**TASK DATA**:
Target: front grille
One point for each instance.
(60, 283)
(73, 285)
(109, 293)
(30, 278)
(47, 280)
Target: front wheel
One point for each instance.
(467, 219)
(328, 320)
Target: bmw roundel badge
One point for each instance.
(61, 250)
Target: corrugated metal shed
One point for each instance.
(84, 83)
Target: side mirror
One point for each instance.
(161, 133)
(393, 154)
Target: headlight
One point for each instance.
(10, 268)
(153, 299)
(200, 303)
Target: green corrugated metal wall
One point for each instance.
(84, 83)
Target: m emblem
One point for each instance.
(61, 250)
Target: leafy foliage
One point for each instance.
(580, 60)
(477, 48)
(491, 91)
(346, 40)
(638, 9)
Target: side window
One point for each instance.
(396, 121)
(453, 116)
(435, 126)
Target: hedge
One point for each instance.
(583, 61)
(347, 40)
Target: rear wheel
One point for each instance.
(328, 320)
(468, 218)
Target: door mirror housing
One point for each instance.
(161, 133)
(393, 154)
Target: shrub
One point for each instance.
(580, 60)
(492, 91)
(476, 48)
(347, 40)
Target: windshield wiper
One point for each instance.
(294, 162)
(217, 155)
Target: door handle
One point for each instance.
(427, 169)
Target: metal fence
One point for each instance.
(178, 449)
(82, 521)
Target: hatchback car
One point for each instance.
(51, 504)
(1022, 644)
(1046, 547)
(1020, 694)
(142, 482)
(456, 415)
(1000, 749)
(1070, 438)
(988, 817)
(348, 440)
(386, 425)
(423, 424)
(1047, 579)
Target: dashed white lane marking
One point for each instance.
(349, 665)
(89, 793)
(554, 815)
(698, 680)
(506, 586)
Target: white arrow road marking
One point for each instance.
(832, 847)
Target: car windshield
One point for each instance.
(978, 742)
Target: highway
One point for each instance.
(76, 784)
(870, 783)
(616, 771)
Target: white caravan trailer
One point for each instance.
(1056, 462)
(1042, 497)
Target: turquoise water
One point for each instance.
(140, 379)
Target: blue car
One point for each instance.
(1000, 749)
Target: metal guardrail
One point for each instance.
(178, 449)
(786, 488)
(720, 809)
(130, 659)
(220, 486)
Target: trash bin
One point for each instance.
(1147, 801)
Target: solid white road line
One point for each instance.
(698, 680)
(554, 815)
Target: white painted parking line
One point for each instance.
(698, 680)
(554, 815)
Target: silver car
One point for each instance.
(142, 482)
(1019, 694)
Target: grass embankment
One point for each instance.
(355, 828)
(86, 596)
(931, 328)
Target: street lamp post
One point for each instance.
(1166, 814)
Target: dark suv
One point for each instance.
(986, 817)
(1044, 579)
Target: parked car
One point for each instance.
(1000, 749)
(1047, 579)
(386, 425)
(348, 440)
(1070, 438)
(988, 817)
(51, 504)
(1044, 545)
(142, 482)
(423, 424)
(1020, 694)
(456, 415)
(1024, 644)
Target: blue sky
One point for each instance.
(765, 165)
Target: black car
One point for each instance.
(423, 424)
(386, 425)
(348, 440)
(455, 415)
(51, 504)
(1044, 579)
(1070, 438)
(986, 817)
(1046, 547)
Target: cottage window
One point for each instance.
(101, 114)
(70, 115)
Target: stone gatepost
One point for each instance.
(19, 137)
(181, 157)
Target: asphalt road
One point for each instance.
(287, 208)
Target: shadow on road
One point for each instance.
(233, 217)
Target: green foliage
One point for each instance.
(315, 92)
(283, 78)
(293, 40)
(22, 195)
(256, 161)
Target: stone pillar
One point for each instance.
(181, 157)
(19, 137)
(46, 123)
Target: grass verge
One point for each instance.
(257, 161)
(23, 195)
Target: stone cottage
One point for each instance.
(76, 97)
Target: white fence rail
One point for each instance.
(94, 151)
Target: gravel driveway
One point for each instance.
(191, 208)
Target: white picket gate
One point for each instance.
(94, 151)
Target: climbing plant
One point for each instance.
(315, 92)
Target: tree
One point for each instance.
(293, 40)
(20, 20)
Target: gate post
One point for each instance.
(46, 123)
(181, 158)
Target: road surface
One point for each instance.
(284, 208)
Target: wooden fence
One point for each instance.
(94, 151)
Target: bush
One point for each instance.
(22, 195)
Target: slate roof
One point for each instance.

**DIRECTIONS FOR THIS TASK**: Rename "Target" to "Object" throughout the data above and reproduce every line, changing nothing else.

**PROBLEM SOLUTION**:
Object: front grille
One point for each instance.
(60, 283)
(73, 285)
(109, 293)
(30, 278)
(47, 280)
Object: front wheel
One point for each instance.
(467, 219)
(328, 320)
Object: bmw roundel badge
One point for each instance.
(61, 250)
Object: corrugated metal shed
One point for each instance.
(84, 83)
Object: side mirror
One point for each instance.
(161, 133)
(393, 154)
Object: headlight
One point for each instance.
(10, 268)
(153, 299)
(200, 303)
Object: green corrugated metal wall
One point for each instance.
(84, 83)
Object: m emblem
One point for each instance.
(61, 250)
Object: leafy foliage
One point for each instance.
(580, 60)
(477, 48)
(491, 91)
(346, 40)
(638, 9)
Object: side window
One point for each instance.
(396, 121)
(453, 116)
(435, 126)
Object: hedge
One point for each instance.
(583, 61)
(347, 40)
Object: rear wheel
One point for each instance.
(328, 320)
(468, 218)
Object: door mirror housing
One point for each instance.
(161, 133)
(393, 154)
Object: shrub
One point for each instance.
(580, 60)
(492, 91)
(476, 48)
(347, 40)
Object: windshield wiper
One point for each instance.
(294, 162)
(217, 155)
Object: door handle
One point for each instance.
(427, 169)
Object: metal fence
One point for each instance.
(178, 449)
(82, 521)
Object: hatchback car
One point for each instance.
(51, 504)
(1022, 644)
(1046, 547)
(1020, 694)
(142, 482)
(456, 415)
(1000, 749)
(1070, 438)
(988, 817)
(348, 440)
(386, 425)
(423, 424)
(1047, 579)
Object: dashed white lane marking
One point for each instance.
(349, 665)
(89, 793)
(554, 815)
(698, 680)
(506, 586)
Object: white arrow road marking
One point for each instance.
(832, 847)
Object: car windshield
One point for each instance.
(978, 742)
Object: highway
One point for each instance.
(76, 784)
(870, 783)
(616, 771)
Object: white caravan trailer
One point for each instance.
(1056, 462)
(1042, 497)
Object: turquoise water
One point for each instance.
(140, 379)
Object: blue car
One point for each instance.
(1000, 749)
Object: metal guardrail
One point for each instance.
(178, 449)
(786, 488)
(720, 809)
(130, 659)
(220, 486)
Object: trash bin
One point for each instance.
(1147, 801)
Object: solid white road line
One point for each instance.
(698, 680)
(554, 815)
Object: white painted parking line
One point for each instance.
(698, 680)
(554, 815)
Object: silver car
One point for each instance.
(142, 482)
(1019, 694)
Object: grass embankment
One point for each instance.
(355, 828)
(86, 596)
(931, 328)
Object: street lamp post
One point for each instance.
(1166, 814)
Object: dark suv
One point for each instance.
(986, 817)
(1044, 579)
Object: parked car
One point for each instance.
(1000, 749)
(1047, 579)
(386, 425)
(348, 440)
(1070, 438)
(988, 817)
(51, 504)
(1044, 545)
(142, 482)
(423, 424)
(1020, 694)
(456, 415)
(1024, 644)
Object: blue sky
One point for each instance.
(765, 165)
Object: black car
One point for each instance.
(423, 424)
(386, 425)
(348, 440)
(455, 415)
(51, 504)
(1044, 579)
(1070, 438)
(986, 817)
(1046, 547)
Object: cottage window
One point for each instance.
(101, 114)
(70, 115)
Object: stone gatepost
One point for each instance.
(19, 137)
(181, 157)
Object: asphalt road
One point for each instance.
(287, 208)
Object: shadow on road
One point for each instance.
(233, 217)
Object: green foliage
One point for each instance.
(315, 92)
(283, 78)
(293, 40)
(22, 195)
(256, 161)
Object: stone pillar
One point for each instance.
(181, 157)
(19, 137)
(46, 123)
Object: grass verge
One point for each instance.
(257, 161)
(23, 195)
Object: stone cottage
One point for each instance.
(76, 97)
Object: white fence rail
One point for each instance.
(94, 151)
Object: gravel driveway
One point for each instance.
(191, 208)
Object: white picket gate
One point for each instance.
(94, 151)
Object: climbing plant
One point for each instance.
(315, 92)
Object: tree
One point for each instance.
(293, 40)
(20, 20)
Object: gate post
One point for each instance.
(46, 123)
(181, 158)
Object: road surface
One point for each instance.
(284, 208)
Object: wooden fence
One point for each instance.
(94, 151)
Object: bush
One point for each instance.
(22, 195)
Object: slate roof
One point for each instance.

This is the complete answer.